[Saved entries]
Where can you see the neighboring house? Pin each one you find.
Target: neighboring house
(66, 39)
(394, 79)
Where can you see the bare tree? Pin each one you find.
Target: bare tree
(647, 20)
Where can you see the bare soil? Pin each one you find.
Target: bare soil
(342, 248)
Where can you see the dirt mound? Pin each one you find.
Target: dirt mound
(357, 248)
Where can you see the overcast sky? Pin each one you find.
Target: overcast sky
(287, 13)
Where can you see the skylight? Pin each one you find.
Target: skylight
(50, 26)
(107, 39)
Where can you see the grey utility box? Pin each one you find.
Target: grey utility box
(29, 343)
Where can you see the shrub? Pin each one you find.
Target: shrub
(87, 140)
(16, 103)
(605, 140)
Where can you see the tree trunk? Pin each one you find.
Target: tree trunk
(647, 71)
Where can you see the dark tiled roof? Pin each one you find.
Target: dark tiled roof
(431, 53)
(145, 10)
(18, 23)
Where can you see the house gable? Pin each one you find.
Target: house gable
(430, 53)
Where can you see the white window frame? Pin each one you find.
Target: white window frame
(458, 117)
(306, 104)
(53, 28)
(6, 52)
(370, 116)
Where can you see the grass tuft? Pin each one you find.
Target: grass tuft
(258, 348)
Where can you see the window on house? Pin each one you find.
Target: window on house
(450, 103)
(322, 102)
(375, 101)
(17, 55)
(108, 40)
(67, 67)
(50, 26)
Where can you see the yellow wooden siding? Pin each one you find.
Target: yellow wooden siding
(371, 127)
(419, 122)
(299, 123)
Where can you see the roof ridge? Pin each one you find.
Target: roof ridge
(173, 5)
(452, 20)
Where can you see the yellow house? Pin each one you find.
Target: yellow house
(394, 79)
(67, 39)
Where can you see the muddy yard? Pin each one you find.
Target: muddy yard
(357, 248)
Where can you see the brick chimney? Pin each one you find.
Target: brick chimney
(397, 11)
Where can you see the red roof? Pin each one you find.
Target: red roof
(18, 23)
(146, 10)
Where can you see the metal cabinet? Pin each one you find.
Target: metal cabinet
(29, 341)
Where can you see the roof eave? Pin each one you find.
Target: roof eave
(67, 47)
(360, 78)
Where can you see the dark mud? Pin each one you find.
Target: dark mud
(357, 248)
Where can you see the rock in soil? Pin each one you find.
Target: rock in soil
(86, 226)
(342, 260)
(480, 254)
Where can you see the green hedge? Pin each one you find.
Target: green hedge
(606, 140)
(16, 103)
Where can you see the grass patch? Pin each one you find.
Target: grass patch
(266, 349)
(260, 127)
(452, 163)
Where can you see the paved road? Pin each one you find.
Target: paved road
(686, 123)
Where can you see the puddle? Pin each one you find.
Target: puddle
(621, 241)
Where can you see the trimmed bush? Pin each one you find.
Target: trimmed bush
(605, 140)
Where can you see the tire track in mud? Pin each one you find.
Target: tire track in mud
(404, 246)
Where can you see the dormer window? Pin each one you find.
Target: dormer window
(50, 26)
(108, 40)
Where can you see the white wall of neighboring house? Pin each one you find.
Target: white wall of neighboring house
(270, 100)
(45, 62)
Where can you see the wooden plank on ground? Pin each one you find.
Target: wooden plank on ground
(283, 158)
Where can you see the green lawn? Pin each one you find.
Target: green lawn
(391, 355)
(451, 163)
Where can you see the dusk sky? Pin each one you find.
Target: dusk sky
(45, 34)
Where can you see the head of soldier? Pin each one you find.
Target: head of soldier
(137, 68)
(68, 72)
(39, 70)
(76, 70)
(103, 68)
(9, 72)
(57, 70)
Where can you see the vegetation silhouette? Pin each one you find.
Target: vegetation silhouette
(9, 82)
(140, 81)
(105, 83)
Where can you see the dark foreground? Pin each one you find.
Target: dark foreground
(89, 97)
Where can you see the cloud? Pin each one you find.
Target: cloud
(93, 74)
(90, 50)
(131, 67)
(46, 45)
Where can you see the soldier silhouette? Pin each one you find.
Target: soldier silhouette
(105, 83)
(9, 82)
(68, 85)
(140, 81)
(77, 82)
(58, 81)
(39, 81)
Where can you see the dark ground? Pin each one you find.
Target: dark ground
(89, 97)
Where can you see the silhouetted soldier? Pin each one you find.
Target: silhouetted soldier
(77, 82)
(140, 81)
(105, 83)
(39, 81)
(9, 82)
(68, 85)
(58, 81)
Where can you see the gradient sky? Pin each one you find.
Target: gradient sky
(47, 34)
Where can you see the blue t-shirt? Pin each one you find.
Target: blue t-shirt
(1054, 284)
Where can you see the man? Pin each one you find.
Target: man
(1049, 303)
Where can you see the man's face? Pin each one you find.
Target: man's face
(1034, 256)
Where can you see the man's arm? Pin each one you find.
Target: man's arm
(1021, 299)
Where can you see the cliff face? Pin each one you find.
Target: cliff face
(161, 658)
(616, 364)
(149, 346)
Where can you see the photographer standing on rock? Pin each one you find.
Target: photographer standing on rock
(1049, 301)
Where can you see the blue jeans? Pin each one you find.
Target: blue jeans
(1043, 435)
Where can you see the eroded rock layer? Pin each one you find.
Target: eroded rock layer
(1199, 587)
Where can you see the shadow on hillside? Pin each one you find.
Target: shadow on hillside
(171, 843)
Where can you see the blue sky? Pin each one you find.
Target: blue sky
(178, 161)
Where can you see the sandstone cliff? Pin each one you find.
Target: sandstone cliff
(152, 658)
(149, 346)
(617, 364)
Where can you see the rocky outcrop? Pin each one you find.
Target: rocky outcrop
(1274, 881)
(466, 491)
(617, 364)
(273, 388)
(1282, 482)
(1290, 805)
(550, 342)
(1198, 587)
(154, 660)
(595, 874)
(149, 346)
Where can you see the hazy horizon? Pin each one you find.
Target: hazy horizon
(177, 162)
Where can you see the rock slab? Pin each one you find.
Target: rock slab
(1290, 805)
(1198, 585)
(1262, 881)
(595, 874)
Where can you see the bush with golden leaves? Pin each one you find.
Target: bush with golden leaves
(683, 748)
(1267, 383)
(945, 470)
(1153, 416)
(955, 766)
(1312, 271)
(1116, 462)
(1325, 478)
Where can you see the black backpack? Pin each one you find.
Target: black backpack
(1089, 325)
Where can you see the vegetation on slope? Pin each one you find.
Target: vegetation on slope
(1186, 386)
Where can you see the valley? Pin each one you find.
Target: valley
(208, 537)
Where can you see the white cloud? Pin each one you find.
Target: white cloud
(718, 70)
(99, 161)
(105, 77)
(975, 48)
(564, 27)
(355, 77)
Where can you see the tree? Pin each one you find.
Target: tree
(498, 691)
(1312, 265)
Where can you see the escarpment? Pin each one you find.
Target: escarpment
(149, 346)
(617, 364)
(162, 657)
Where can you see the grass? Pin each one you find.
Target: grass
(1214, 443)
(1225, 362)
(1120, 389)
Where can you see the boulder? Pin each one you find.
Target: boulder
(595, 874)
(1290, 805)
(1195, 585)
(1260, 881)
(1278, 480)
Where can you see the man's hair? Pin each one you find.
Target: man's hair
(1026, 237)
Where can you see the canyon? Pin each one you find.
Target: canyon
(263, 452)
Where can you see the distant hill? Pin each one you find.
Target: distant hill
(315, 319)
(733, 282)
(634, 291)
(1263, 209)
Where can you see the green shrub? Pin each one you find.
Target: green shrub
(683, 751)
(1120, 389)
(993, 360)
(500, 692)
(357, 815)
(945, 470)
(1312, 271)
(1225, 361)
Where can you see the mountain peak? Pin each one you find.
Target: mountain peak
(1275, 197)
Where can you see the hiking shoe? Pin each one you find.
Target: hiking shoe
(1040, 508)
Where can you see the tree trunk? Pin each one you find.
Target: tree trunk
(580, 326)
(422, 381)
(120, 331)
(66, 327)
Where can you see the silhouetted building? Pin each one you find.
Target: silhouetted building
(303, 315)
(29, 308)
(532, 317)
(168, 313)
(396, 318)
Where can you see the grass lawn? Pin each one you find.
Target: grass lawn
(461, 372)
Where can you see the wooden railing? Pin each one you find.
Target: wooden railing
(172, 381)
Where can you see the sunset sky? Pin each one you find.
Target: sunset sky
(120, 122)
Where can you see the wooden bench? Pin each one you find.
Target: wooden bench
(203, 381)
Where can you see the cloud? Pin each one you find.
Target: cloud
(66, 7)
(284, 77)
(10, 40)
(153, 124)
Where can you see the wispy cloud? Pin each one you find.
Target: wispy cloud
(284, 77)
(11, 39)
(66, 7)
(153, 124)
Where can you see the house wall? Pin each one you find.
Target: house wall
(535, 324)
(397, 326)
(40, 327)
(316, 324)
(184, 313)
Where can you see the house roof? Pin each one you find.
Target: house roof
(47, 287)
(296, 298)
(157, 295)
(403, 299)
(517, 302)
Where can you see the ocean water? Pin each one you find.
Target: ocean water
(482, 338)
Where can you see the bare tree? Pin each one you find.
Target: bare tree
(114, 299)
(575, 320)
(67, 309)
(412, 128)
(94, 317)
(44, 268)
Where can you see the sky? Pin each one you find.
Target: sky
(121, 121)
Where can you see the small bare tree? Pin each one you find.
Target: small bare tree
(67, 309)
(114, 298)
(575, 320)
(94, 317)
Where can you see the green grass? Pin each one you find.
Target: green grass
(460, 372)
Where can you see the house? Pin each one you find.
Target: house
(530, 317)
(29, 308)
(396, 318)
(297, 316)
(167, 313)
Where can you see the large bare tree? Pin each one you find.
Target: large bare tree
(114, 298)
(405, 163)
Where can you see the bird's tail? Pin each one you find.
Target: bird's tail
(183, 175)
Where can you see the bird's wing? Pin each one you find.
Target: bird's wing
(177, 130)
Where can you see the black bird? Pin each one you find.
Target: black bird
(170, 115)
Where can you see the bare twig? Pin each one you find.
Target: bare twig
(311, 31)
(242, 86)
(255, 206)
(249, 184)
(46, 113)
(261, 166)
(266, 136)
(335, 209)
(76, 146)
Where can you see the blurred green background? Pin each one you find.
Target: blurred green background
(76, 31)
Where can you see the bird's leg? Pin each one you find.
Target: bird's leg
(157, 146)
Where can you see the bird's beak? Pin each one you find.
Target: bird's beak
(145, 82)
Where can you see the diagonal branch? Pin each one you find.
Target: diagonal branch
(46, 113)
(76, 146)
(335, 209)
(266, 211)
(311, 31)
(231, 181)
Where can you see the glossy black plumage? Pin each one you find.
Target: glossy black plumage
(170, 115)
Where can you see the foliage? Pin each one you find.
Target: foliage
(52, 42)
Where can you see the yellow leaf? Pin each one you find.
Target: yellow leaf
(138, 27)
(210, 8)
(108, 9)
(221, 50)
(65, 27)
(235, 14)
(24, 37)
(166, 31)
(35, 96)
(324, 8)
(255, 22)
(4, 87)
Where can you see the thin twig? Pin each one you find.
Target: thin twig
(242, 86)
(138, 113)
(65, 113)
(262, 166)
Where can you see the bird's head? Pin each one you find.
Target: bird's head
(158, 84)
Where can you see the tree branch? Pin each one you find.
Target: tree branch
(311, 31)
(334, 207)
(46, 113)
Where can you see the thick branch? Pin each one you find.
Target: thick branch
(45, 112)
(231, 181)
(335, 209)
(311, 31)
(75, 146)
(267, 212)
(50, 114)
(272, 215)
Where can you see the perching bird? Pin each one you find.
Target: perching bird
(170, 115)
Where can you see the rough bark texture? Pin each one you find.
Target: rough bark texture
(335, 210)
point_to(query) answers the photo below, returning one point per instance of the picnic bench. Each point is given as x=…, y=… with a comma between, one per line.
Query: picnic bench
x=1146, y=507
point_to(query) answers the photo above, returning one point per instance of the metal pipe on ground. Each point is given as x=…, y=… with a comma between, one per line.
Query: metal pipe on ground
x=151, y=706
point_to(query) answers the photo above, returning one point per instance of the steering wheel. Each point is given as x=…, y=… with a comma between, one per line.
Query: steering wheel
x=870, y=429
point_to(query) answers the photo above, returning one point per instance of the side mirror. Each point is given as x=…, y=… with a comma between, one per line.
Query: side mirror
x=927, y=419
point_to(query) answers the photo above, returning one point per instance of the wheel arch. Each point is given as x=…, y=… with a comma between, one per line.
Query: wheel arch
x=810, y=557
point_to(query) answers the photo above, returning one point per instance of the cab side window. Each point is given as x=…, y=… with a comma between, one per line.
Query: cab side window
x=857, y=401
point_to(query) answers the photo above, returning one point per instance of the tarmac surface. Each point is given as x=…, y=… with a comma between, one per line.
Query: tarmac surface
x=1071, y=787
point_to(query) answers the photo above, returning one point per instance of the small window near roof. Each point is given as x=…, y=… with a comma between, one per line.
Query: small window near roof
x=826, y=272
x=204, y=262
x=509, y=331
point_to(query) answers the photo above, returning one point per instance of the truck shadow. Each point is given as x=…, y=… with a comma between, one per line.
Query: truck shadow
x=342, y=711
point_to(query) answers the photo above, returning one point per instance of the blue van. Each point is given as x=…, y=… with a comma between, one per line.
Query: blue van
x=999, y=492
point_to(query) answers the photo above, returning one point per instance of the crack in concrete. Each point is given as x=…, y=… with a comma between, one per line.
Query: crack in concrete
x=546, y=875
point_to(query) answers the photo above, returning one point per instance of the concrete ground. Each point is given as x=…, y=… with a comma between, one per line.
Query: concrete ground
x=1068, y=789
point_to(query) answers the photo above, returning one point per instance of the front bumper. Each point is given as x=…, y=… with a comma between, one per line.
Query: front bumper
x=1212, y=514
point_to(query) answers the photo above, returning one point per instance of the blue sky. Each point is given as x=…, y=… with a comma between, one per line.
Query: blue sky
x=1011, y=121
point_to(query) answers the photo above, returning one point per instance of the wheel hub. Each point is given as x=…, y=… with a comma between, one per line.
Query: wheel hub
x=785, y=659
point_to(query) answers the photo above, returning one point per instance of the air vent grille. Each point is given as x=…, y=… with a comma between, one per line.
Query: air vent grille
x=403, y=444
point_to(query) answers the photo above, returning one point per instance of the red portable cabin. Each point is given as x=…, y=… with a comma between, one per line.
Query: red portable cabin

**Problem:** Scan the data for the word "portable" and copy every line where it shows up.

**Answer to this exercise:**
point_to(query) answers the photo above, returning one point per instance of the red portable cabin. Each point is given as x=…, y=… with a comma between, one per line.
Query: red portable cabin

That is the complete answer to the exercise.